Texte source ->
SEANCE DU 17 OCTOBRE 2000
M. le président.
Je suis saisi de deux amendements identiques.
L'amendement n° 2 est présenté par MM. Franchis, Huchon, Deneux, Souplet,
Bécot, Machet, Moinard, Nogrix, Le Breton et Marquès.
L'amendement n° 344 est déposé par MM. Bourdin et Pépin.
Tous deux tendent à insérer, après l'article 27, un article additionnel ainsi
rédigé :
« I. - Dans le cinquième alinéa de l'article 71 de la loi n° 99-574 du 9
juillet 1999 d'orientation agricole, après les mots : « au premier acheteur »,
il est inséré les mots : « et au distributeur ».
« II. - Le cinquième alinéa du même article est complété par une phrase ainsi
rédigée : « Ces contrats peuvent être conclus dans un cadre interprofessionnel.
»
« III. - Avant le dernier alinéa du même article, il est inséré un nouvel
alinéa ainsi rédigé :
« Lorsque ces contrats ont été conclus dans un cadre interprofessionnel,
l'administration compétente étend l'accord dans un délai de huit jours. »

Consignes ->
a) Répondez à ces questions d'après le compte rendu de séance :
(i) Par qui l'amendement n° 344 est-il déposé ?
(ii) Après quels mots de l'article 71 faut-il insérer « et au distributeur » ?
(iii) Dans quel délai l'administration compétente doit-elle étendre l'accord ?
b) Poursuivez le compte rendu de séance après sa dernière phrase.

Lignes de données:
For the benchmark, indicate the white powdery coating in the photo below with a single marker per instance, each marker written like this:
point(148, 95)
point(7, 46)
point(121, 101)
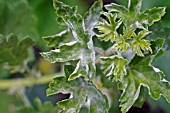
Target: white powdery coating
point(156, 69)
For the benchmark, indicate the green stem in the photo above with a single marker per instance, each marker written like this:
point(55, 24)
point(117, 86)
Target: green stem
point(17, 83)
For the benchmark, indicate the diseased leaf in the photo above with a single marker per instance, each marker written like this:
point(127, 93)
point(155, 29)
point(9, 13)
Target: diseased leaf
point(147, 76)
point(140, 44)
point(121, 44)
point(108, 29)
point(13, 51)
point(114, 67)
point(46, 107)
point(141, 73)
point(58, 39)
point(81, 92)
point(93, 15)
point(156, 46)
point(82, 49)
point(132, 16)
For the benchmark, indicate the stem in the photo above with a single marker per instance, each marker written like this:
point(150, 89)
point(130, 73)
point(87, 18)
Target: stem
point(17, 83)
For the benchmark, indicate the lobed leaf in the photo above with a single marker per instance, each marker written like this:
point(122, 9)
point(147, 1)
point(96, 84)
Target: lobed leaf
point(147, 76)
point(142, 73)
point(108, 30)
point(132, 16)
point(140, 44)
point(114, 67)
point(39, 107)
point(93, 15)
point(82, 92)
point(81, 50)
point(57, 39)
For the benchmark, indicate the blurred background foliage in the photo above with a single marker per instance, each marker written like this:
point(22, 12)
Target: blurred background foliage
point(36, 19)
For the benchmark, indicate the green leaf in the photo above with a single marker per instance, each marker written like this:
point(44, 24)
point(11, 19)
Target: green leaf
point(93, 15)
point(140, 44)
point(147, 76)
point(156, 46)
point(108, 29)
point(81, 92)
point(121, 44)
point(141, 73)
point(82, 49)
point(46, 107)
point(12, 51)
point(114, 67)
point(132, 16)
point(57, 39)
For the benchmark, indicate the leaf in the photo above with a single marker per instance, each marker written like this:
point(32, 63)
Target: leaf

Réponses ->
a)
(i) Par MM. Bourdin et Pépin.
(ii) Après les mots « au premier acheteur ».
(iii) Dans un délai de huit jours.

b)
La parole est à M. Franchis, pour défendre l'amendement n° 2.
M. Serge Franchis.
Nous savons que, pour les cas de crise des denrées périssables, un dispositif
dérogatoire aux dispositions de l'ordonnance de 1986 est prévu à l'article 71
de la loi d'orientation agricole de 1999. Or, ce dispositif ne peut que
difficilement fonctionner, en raison, d'une part, de l'impossibilité d'étendre
un accord interprofessionnel et, d'autre part, des lenteurs administratives qui
retardent son déclenchement. Cela s'est vérifié, notamment en 1999.
Il est donc proposé de permettre que les contrats visés dans l'article 71 de
la loi d'orientation agricole de 1999 puissent être conclus dans un cadre
interprofessionnel et étendus dans un délai maximal de quinze jours, contre
deux mois actuellement.
Enfin, il semble que les prix peuvent être fixés, en cas de crise, pour le
premier acheteur, mais aussi pour le distributeur.
M. le président.
La parole est à M. Bourdin, pour présenter l'amendement n° 344.
M. Joël Bourdin.
Je me rallie à l'excellente explication de M. Franchis !
M. le président.
Quel est l'avis de la commission sur les amendements identiques n°s 2 et 344
?
M. Philippe Marini,
rapporteur.
La commission souhaiterait entendre l'avis du
Gouvernement.
M. le président.
Quel est donc l'avis du Gouvernement ?
Mme Marylise Lebranchu,
secrétaire d'Etat.
Nous ne pouvons accepter ces amendements, et cela pour
de multiples raisons.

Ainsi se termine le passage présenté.